Registra a “Folha de S. Paulo” que um dos primeiros incômodos do presidente com a PF na gestão Moro se deu no início do mandato com a instauração de inquérito contra o ministro do Turismo, Marcelo Álvaro Antônio, para apurar esquema de candidaturas laranjas do PSL em Minas Gerais. Em outubro, o ministro foi denunciado à Justiça sob acusação de falsidade ideológica eleitoral, apropriação indébita de recurso eleitoral e associação criminosa. Apesar do constrangimento gerado pela situação, o presidente manteve o aliado no cargo e em mais de uma oportunidade demonstrou irritação com as conclusões a respeito. Ainda em outubro, ele disse que o responsável pela investigação na PF “agiu de má fé” no inquérito e que a intenção não foi atingir o ministro, mas o presidente da República. Dois meses antes, o presidente havia gerado instabilidade na PF ao anunciar que trocaria o superintendente do órgão no Rio de Janeiro, por questões de gestão e produtividade.

Objetivo do exercício.
Reescreva em forma de lista, mais curta, o parágrafo do trecho acima que começa com as palavras “Registra a”, mantendo os fatos principais.

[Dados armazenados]
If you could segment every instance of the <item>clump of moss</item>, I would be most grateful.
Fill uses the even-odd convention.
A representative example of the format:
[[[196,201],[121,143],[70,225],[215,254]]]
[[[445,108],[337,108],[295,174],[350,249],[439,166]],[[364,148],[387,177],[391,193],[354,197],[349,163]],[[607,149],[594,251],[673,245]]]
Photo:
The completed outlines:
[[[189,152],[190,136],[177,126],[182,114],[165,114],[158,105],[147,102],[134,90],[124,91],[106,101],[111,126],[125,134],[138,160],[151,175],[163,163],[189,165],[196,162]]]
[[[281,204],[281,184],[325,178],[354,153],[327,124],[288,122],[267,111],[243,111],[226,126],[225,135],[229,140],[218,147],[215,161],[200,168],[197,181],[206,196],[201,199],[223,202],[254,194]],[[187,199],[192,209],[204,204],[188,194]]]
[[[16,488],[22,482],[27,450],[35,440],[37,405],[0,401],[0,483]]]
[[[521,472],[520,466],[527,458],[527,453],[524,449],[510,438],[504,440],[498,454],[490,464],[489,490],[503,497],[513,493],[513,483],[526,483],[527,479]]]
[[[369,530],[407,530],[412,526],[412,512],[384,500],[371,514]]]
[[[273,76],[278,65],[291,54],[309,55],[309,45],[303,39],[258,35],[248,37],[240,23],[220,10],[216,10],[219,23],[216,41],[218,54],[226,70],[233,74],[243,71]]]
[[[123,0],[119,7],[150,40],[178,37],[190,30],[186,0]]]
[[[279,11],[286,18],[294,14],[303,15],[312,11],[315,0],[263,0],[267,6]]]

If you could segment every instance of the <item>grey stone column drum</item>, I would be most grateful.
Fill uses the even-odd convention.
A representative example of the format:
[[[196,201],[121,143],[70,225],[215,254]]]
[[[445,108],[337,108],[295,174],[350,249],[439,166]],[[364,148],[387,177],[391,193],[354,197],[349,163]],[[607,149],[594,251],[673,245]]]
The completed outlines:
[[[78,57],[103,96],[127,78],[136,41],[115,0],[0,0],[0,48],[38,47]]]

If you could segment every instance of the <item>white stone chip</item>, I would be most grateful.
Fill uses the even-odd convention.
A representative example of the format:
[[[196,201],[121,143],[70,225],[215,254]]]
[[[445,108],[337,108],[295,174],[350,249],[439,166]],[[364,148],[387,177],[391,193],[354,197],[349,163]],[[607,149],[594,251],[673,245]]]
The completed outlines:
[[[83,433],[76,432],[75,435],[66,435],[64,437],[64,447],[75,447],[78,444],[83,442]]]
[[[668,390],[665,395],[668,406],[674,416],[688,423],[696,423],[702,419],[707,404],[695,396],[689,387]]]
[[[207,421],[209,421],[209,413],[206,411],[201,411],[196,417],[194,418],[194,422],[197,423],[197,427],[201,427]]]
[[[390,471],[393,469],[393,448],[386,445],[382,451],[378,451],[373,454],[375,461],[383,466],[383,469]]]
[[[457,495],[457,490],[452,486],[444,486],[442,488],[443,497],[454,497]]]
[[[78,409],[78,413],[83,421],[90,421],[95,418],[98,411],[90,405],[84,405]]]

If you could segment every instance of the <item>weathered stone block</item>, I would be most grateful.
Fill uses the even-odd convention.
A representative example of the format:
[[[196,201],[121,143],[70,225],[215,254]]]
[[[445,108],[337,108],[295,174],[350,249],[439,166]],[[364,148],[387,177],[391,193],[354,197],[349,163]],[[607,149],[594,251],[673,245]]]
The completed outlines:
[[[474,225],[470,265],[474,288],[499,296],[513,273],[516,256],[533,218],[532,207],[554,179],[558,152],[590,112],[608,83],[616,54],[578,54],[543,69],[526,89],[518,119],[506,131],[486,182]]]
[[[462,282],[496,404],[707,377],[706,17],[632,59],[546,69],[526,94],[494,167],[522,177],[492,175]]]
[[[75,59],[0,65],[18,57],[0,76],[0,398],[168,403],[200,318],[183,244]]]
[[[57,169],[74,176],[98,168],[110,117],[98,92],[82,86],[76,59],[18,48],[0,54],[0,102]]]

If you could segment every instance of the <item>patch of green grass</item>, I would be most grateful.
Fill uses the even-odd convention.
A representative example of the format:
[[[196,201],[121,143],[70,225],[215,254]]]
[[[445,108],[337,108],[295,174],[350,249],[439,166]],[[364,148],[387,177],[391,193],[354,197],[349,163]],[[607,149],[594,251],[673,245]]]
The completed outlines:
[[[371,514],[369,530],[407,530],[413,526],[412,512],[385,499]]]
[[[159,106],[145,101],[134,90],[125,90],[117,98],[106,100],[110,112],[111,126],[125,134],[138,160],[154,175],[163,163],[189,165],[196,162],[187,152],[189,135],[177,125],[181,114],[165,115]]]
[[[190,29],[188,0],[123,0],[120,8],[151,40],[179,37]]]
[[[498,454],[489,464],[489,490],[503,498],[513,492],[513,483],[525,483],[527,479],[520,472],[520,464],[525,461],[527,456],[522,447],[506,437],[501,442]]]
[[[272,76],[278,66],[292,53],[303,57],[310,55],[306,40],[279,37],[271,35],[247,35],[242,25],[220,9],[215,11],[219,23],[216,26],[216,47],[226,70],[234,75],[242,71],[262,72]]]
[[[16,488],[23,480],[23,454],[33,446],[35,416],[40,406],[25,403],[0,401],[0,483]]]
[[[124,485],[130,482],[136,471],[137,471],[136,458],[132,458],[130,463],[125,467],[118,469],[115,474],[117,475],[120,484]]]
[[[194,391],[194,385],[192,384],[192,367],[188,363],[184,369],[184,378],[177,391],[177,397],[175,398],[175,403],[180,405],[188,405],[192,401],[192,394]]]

Resultado do exercício.
- Segundo a Folha de S. Paulo, um dos primeiros incômodos do presidente com a PF na gestão Moro foi a abertura de inquérito, no início do mandato, contra o ministro do Turismo, Marcelo Álvaro Antônio, para apurar esquema de candidaturas laranjas do PSL em Minas Gerais.
- Em outubro, o ministro foi denunciado à Justiça por falsidade ideológica eleitoral, apropriação indébita de recurso eleitoral e associação criminosa.
- O presidente manteve o aliado no cargo e, mais de uma vez, demonstrou irritação com as conclusões.
- Ainda em outubro, afirmou que o responsável pela investigação na PF “agiu de má fé” e que a intenção era atingir o presidente da República, não o ministro.
- Dois meses antes, o presidente gerou instabilidade na PF ao anunciar a troca do superintendente no Rio de Janeiro, por questões de gestão e produtividade.